_Stated exercise_:
Rewrite the rows from the line with "of the wooden" through the end of the rows as a two-column CSV with one line per row, using the columns row_text and answer. Put each value in a single quoted field, and replace any line breaks with spaces.

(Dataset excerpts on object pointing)
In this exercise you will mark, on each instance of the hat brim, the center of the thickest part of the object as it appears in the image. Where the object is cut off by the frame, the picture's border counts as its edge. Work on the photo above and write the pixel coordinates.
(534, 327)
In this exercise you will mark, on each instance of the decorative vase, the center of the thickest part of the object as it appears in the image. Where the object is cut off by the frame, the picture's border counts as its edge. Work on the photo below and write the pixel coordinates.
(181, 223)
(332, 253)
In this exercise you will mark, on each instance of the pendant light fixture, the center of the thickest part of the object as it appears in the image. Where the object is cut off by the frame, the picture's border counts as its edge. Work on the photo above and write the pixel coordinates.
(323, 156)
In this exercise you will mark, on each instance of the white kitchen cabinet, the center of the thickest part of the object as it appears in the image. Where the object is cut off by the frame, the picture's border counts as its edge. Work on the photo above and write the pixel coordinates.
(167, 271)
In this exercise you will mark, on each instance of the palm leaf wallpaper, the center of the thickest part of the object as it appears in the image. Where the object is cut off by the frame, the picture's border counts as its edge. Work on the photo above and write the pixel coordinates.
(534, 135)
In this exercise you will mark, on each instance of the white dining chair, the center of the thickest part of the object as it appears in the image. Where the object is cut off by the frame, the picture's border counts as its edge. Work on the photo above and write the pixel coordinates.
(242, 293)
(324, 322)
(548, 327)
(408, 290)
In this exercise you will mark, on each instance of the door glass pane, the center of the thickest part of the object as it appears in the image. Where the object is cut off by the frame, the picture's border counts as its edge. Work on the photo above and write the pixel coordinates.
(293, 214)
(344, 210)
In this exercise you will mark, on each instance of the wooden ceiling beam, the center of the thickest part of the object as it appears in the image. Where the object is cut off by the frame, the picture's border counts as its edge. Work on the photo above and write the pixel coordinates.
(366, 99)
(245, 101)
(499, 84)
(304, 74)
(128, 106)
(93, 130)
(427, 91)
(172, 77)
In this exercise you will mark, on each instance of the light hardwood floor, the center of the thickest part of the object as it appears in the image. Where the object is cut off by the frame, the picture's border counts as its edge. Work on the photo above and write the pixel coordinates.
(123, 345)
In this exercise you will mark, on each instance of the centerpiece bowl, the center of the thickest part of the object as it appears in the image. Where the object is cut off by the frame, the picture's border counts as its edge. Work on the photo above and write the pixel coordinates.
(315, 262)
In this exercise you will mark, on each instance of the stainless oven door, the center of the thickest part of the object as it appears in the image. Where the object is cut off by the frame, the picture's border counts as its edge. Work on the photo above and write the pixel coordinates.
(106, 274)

_Output below_:
row_text,answer
"In this exercise you will mark, on each instance of the wooden ceiling beam, the center of the thickest part of the object as it appears in the image. Where the object is cut off by the frame, the picture's border counts as its edge. Work on the photo above and write the pixel coordinates.","(366, 99) (245, 101) (499, 84) (304, 74) (128, 106) (93, 130) (427, 91) (172, 77)"
"In this exercise you will mark, on each instance of the light hardwood floor, the center of the thickest part of the object as it appears in the image. Where the object is cut off by the frame, the picture's border counts as its edge. Work on the photo above and write the pixel coordinates.","(123, 345)"
"In this exercise you will mark, on each instance of the centerpiece bowl, the center of the thickest part of the object as it appears in the image. Where the object is cut off by the frame, the picture's border counts as its edge. Work on the photo above and write the pixel coordinates.","(315, 262)"
"In this exercise you will mark, on each instance of the stainless oven door, the center of the thickest part of the object as it appears in the image. Where the object is cut off by the frame, the picture's border counts as its edge. Work on the photo above and write the pixel coordinates.","(106, 274)"